GOAL ▸
Return every line of the entries below that contains the word "walking".

Entries from a data source ▸
++++++

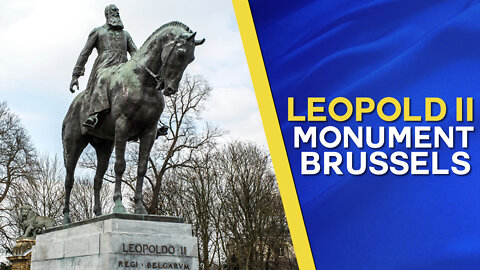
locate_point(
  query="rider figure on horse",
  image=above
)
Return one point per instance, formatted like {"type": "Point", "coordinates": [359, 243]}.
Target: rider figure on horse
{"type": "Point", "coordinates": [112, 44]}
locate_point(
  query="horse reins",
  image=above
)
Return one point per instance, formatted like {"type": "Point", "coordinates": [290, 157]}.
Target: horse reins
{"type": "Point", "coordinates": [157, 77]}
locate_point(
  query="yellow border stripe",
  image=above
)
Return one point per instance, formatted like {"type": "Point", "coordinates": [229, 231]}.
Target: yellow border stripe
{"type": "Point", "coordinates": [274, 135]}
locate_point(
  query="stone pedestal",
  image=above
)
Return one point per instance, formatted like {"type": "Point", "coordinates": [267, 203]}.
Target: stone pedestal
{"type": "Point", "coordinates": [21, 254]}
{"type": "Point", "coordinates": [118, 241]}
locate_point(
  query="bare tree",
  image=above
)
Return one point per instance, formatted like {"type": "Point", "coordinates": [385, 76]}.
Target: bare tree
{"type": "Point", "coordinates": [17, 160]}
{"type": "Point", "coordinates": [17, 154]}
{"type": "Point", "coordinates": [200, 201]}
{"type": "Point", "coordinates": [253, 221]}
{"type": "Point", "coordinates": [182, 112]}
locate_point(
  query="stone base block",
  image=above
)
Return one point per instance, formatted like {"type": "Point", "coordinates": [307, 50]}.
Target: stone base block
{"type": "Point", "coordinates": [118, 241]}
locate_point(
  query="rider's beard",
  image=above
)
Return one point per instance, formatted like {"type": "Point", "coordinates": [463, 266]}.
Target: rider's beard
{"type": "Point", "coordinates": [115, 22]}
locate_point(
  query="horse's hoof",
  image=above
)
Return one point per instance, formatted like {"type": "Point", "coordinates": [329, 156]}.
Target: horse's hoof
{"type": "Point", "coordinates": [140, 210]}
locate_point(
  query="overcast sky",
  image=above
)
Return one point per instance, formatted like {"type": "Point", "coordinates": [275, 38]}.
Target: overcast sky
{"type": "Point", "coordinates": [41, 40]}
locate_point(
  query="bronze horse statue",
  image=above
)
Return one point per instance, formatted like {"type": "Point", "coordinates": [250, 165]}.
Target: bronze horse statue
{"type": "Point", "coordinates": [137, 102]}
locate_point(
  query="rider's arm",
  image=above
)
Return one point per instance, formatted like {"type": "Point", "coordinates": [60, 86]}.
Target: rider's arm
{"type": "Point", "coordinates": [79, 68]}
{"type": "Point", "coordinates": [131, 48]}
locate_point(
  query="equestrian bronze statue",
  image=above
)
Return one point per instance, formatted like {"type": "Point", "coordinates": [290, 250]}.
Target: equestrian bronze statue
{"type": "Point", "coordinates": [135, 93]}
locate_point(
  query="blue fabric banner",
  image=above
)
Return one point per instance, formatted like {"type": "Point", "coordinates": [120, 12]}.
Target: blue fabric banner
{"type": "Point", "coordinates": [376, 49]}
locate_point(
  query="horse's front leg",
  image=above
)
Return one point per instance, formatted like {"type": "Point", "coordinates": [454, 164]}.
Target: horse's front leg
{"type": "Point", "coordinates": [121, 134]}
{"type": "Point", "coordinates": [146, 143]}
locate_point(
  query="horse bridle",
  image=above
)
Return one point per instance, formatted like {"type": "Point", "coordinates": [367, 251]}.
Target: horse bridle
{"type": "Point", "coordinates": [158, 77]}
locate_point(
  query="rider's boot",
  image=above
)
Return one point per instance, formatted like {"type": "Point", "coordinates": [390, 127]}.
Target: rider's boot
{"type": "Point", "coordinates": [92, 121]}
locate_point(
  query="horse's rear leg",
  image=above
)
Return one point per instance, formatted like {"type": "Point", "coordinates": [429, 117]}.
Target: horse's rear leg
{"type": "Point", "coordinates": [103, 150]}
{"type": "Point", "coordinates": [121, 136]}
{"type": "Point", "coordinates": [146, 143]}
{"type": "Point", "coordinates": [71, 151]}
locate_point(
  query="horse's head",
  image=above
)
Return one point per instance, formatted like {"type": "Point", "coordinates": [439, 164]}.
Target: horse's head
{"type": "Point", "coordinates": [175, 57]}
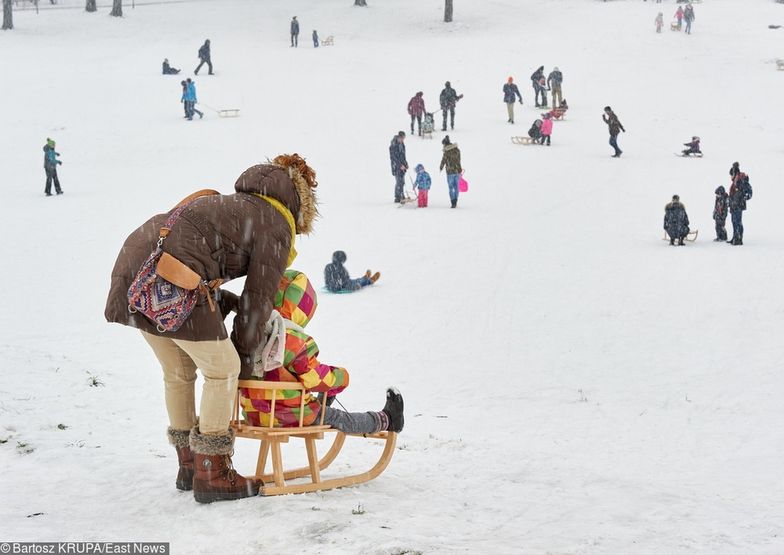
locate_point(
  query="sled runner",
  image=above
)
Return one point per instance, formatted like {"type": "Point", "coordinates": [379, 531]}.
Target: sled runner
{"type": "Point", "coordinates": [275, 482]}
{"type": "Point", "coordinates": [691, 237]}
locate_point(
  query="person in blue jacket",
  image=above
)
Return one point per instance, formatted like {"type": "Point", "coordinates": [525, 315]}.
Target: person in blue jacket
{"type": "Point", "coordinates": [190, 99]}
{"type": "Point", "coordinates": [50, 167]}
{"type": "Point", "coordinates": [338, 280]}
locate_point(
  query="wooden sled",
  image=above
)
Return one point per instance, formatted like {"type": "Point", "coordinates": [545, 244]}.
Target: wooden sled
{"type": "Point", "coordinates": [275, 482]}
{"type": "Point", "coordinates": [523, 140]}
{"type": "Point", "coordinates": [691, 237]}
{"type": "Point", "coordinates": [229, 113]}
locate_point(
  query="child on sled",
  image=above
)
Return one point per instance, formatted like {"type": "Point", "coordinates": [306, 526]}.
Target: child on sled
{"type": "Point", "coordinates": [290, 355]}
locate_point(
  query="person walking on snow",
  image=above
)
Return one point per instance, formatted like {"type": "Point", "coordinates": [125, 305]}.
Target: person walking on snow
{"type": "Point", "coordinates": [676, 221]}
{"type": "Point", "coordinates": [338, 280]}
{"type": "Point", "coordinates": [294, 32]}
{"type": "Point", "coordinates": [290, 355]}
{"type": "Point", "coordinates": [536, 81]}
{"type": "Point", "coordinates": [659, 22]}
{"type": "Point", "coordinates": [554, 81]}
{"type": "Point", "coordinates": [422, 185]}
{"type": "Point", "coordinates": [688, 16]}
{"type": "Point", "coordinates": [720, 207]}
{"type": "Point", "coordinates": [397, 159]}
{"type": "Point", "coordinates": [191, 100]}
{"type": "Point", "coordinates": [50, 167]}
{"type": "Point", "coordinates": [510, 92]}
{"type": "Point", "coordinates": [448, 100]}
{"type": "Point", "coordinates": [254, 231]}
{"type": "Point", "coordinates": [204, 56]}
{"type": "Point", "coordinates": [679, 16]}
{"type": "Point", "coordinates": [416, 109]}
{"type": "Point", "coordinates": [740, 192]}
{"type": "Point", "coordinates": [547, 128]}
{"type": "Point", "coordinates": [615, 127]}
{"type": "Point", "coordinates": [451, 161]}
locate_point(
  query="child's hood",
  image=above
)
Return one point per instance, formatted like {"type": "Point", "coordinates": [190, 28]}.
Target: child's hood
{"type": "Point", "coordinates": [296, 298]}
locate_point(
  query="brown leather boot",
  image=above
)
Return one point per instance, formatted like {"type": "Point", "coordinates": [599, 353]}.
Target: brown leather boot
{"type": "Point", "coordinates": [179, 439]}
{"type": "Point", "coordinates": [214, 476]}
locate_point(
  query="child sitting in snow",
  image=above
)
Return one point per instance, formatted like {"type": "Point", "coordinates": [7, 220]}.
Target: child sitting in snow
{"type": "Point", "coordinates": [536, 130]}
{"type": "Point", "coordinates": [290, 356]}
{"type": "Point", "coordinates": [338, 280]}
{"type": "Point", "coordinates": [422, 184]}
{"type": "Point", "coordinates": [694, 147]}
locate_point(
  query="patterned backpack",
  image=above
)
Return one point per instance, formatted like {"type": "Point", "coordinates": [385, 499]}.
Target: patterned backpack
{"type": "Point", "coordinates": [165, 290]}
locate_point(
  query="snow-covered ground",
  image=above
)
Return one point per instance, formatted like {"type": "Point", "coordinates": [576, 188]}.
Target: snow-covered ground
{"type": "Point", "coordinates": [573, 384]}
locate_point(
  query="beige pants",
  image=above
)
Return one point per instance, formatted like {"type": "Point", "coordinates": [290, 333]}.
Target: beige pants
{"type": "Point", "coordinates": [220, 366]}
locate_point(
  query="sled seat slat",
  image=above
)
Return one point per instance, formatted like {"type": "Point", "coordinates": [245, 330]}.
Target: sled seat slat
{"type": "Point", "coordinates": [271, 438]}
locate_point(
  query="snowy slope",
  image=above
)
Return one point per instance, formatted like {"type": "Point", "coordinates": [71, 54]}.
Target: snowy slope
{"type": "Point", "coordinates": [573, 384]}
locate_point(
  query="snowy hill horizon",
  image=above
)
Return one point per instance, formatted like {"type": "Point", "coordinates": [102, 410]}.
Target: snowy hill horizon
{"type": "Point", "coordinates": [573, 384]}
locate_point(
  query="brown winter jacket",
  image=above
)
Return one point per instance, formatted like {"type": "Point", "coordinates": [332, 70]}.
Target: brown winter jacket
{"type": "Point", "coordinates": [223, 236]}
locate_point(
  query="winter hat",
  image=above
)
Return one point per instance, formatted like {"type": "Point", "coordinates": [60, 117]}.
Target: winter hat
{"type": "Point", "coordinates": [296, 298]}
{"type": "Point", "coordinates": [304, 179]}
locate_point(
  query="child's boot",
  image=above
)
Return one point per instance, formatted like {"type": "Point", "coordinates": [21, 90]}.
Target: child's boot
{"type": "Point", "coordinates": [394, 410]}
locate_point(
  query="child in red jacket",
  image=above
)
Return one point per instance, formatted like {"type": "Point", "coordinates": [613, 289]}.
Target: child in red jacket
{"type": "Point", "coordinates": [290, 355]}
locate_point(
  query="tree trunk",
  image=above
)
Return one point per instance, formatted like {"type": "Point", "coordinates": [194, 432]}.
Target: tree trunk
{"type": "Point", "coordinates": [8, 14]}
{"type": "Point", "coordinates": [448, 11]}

++++++

RESPONSE FOR THIS EXERCISE ▸
  query="person walking on snow",
Target: person walking on snow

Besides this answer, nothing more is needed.